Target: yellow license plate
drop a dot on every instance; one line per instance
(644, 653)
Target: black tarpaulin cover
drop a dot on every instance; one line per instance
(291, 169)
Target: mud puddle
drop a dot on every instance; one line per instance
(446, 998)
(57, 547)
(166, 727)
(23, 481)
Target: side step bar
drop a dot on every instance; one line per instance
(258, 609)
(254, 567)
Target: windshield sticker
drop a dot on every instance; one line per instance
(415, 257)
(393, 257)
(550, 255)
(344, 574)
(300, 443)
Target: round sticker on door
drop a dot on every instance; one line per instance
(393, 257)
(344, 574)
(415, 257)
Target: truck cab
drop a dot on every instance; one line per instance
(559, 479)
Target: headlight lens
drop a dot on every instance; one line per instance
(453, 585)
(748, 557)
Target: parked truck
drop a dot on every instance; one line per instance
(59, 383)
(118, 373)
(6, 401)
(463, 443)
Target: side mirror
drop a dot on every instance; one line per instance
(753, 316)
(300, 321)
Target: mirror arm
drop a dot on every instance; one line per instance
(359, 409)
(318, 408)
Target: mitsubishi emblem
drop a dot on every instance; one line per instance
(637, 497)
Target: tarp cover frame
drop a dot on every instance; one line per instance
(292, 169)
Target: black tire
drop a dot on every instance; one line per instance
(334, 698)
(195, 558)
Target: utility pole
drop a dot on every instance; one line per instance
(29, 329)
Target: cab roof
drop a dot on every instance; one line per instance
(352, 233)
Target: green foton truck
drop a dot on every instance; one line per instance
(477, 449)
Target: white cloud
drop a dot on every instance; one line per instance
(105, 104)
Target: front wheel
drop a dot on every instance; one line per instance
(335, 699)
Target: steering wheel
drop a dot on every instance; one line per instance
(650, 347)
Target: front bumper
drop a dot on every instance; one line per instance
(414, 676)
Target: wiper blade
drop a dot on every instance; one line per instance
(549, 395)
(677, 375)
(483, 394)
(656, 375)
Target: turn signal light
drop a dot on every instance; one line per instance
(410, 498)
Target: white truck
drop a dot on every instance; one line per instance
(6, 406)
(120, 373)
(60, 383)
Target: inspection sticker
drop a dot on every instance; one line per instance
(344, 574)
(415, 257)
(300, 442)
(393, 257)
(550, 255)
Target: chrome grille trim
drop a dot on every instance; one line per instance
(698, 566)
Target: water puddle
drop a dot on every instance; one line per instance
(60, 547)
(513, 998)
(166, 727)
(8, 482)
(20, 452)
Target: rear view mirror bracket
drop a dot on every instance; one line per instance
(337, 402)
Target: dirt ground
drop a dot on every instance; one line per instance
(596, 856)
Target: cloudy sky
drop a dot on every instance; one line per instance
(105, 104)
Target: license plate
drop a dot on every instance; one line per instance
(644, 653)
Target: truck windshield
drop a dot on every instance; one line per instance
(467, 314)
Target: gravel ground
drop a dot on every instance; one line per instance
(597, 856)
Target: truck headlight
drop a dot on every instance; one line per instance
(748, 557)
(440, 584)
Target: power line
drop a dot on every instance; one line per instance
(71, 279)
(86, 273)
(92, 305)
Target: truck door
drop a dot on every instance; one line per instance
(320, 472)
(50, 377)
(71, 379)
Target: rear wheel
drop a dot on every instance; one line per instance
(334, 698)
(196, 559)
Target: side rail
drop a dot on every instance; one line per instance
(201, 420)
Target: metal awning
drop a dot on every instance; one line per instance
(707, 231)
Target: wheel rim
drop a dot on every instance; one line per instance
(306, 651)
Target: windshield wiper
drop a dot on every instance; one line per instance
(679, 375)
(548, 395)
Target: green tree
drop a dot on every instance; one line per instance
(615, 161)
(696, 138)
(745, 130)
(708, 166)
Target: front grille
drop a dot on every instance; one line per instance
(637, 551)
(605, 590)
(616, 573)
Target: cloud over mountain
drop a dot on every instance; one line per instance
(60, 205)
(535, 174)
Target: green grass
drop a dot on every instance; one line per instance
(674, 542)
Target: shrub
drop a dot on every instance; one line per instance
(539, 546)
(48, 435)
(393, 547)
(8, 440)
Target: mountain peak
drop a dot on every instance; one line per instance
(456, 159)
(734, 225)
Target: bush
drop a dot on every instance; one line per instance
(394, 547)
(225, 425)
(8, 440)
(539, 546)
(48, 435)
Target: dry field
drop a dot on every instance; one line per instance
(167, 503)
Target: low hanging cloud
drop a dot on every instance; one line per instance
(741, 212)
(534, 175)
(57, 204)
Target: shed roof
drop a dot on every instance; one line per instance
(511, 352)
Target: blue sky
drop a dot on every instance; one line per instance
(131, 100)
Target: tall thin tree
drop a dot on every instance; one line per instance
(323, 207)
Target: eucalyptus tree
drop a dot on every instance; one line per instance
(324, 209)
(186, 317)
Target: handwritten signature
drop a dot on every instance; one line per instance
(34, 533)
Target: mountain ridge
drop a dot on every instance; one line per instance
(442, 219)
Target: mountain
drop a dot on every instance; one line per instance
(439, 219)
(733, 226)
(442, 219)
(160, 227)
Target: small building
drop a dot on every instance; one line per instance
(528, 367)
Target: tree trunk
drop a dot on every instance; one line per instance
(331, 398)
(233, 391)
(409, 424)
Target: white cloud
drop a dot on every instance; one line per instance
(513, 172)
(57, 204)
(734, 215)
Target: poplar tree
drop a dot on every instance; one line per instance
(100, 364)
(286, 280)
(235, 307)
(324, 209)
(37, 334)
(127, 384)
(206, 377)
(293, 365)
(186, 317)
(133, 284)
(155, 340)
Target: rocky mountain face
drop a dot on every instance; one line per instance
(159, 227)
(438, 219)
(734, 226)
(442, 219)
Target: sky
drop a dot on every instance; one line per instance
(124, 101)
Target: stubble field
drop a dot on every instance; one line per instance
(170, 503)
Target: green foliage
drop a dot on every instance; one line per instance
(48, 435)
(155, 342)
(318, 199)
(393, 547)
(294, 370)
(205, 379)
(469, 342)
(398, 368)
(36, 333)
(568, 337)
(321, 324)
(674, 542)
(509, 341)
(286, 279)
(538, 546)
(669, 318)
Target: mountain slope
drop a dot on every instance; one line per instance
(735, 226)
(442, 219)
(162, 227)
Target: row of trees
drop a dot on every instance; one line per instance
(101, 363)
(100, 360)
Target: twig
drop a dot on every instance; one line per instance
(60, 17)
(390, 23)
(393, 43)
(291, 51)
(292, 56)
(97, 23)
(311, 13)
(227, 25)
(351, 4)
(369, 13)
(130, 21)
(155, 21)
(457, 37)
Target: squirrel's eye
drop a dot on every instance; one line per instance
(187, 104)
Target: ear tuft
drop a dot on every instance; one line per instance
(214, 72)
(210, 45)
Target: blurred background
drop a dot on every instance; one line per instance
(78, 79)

______

- What the task asks -
Above are the records; retype them all without a single difference.

- In response -
Target: yellow license plate
drop a dot on every instance; one line per instance
(644, 653)
Target: black tarpaulin cover
drop a dot on every instance; one line per instance
(291, 169)
Target: mud puddle
drop a dot on every instance; one line per instance
(446, 998)
(57, 547)
(166, 727)
(23, 481)
Target: side step bar
drop a dot on every instance; one line per instance
(258, 609)
(254, 567)
Target: windshield sticker
drop a dot on every instance; one line per instance
(415, 257)
(393, 257)
(550, 255)
(344, 574)
(300, 443)
Target: round sticker on door
drop a dot on every instance; one line per instance
(393, 257)
(344, 574)
(415, 257)
Target: truck cab
drop a dot on every instance; one line per instance
(559, 479)
Target: headlight lens
drop a dot on every instance; one line per instance
(453, 585)
(748, 557)
Target: parked truck
drop a dot on every instance; one line per instance
(59, 383)
(118, 373)
(6, 401)
(463, 443)
Target: side mirror
drop a dot on every instance; one line per instance
(753, 316)
(300, 321)
Target: mirror arm
drop a dot on every instance; one line per instance
(359, 409)
(318, 408)
Target: mitsubishi emblem
drop a dot on every instance; one line per instance
(637, 497)
Target: tarp cover frame
drop a dot on every instance; one line per instance
(292, 169)
Target: black tire
drop a dot on every instance; one line per instance
(334, 698)
(195, 558)
Target: utility pole
drop a dot on every instance; one line per instance
(29, 329)
Target: cab roof
drop a dot on every instance; one line per instance
(352, 233)
Target: green foton truck
drop a dot on every instance; one line per instance
(477, 449)
Target: white cloud
drop a dot on every instance; one line per instance
(105, 104)
Target: front wheel
drop a dot on every instance; one line per instance
(335, 699)
Target: steering wheel
drop a dot on every instance; one line per instance
(650, 347)
Target: front bumper
drop a dot on every instance; one line per instance
(414, 676)
Target: wiper blade
drop a dot on every instance; one line per instance
(549, 395)
(677, 375)
(483, 394)
(656, 375)
Target: turn signal light
drop a dot on every instance; one line per instance
(410, 498)
Target: white truck
drop a dot on every instance; one line per instance
(6, 406)
(120, 373)
(60, 383)
Target: inspection sticker
drop a dot on every instance; one line per instance
(344, 574)
(415, 257)
(300, 442)
(393, 257)
(550, 255)
Target: chrome grille trim
drop a dot on every instance; one line per instance
(698, 566)
Target: water puddle
drop a dot on every instance; one line per instance
(60, 547)
(513, 998)
(166, 727)
(8, 482)
(20, 452)
Target: rear view mirror bracket
drop a dot on every instance; one line per instance
(337, 402)
Target: dirt ground
drop a dot on every instance; one line per instance
(596, 856)
Target: cloudy sky
drop a dot on every instance; one line per instance
(105, 104)
Target: license plate
drop a dot on every instance; one line per instance
(644, 653)
Target: truck windshield
drop a dot on every instance; one line per instance
(467, 314)
Target: gravel ground
drop a dot on every instance; one line per instance
(597, 856)
Target: truck headlight
drop a dot on every instance; one line per instance
(748, 557)
(440, 584)
Target: power line
drop a dot on every instance; one line per instance
(71, 279)
(86, 273)
(92, 305)
Target: truck door
drop a dot on every instance; one line per instance
(320, 472)
(50, 377)
(71, 379)
Target: rear wheel
drop a dot on every instance; one line per instance
(334, 698)
(196, 559)
Target: side rail
drop a dot on every instance; one line per instance
(201, 420)
Target: metal awning
drop a dot on every instance; one line per instance
(707, 231)
Target: wheel rim
drop a dot on every instance; one line per instance
(306, 651)
Target: windshield wiper
drop a dot on every instance; one line per instance
(679, 375)
(548, 395)
Target: green tree
drop a dot on every instance; one line per instance
(615, 161)
(696, 138)
(745, 130)
(708, 166)
Target: front grille
drop a dot on every instance; one line per instance
(637, 551)
(605, 590)
(616, 573)
Target: cloud over mountain
drop a dot on every instance; one line per instance
(60, 205)
(535, 174)
Target: green grass
drop a dot on every instance; one line per instance
(674, 542)
Target: shrub
drop a dot on every instance; one line per instance
(539, 546)
(48, 435)
(393, 547)
(8, 440)
Target: mountain peak
drop a dot on every instance; one line per instance
(456, 159)
(734, 225)
Target: bush
drop a dot on every instance; one line per instance
(394, 547)
(225, 425)
(8, 440)
(539, 546)
(48, 435)
Target: dry field
drop a dot on every instance; one line per instance
(167, 503)
Target: low hanging cloud
drop a dot on every instance; one line per instance
(741, 212)
(534, 175)
(57, 204)
Target: shed roof
drop a dot on every instance; one line per instance
(511, 352)
Target: blue sky
drop a dot on every instance; one line per instance
(131, 100)
Target: tall thin tree
drop a dot on every instance; one line per instance
(323, 207)
Target: eucalyptus tree
drop a dot on every instance; one line per instance
(324, 209)
(186, 317)
Target: handwritten signature
drop a dot on every instance; one line per instance
(34, 533)
Target: mountain ridge
drop a dot on every instance; one line per instance
(442, 219)
Target: mountain
drop a dot on every instance; one line per instance
(439, 219)
(733, 226)
(442, 219)
(160, 227)
Target: small building
drop a dot on every instance; one line per instance
(528, 367)
Target: tree trunk
drop a dot on every instance; one line per instance
(331, 398)
(233, 391)
(409, 424)
Target: white cloud
drop a dot on every instance; one line per instance
(513, 172)
(57, 204)
(734, 215)
Target: poplar tree
drop a dot on every instance; one line per instance
(100, 364)
(286, 280)
(235, 307)
(324, 209)
(37, 334)
(127, 384)
(206, 377)
(293, 365)
(186, 317)
(133, 284)
(155, 340)
Target: rocky mountain face
drop a dot on every instance; one line per instance
(159, 227)
(438, 219)
(734, 226)
(442, 219)
Target: sky
drop a dot on every instance; one line per instance
(124, 101)
Target: stubble field
drop a dot on every instance; one line per instance
(170, 503)
Target: green foliage
drop a dot on every instance; one line per instance
(48, 435)
(155, 342)
(318, 199)
(393, 547)
(294, 370)
(205, 379)
(469, 342)
(398, 368)
(36, 333)
(568, 337)
(321, 324)
(674, 542)
(509, 341)
(286, 279)
(538, 546)
(669, 318)
Target: mountain slope
drop a dot on every instance; one line per instance
(735, 226)
(442, 219)
(162, 227)
Target: row of trees
drop a dot on every instance; one line per instance
(101, 363)
(100, 360)
Target: twig
drop a dot on every instance; one line per instance
(60, 17)
(390, 23)
(393, 43)
(291, 51)
(292, 56)
(97, 23)
(311, 13)
(227, 25)
(351, 4)
(369, 13)
(130, 21)
(155, 21)
(457, 37)
Target: squirrel's eye
drop a dot on every instance; one line per instance
(187, 104)
Target: ear tuft
drop a dot on every instance; one line per instance
(214, 72)
(210, 45)
Target: blurred background
drop a dot on every instance; one line per instance
(78, 79)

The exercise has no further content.